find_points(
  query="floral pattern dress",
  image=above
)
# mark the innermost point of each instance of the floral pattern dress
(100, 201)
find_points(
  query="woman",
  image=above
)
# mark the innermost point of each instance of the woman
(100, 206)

____________________

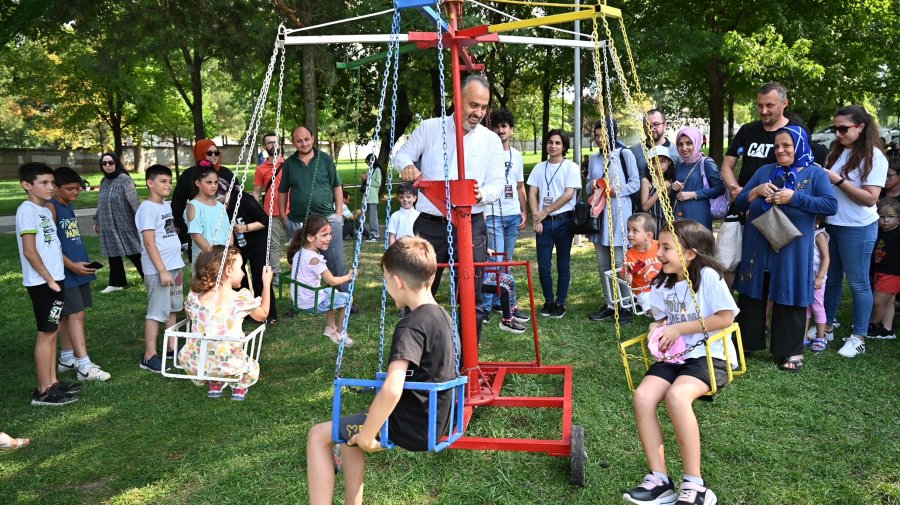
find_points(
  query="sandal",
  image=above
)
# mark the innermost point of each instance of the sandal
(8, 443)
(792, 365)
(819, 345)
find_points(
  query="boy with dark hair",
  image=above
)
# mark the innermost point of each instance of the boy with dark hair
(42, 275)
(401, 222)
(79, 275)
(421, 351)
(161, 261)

____________________

How many lines of the records contain the string "pattern"? Reply with the number alone.

2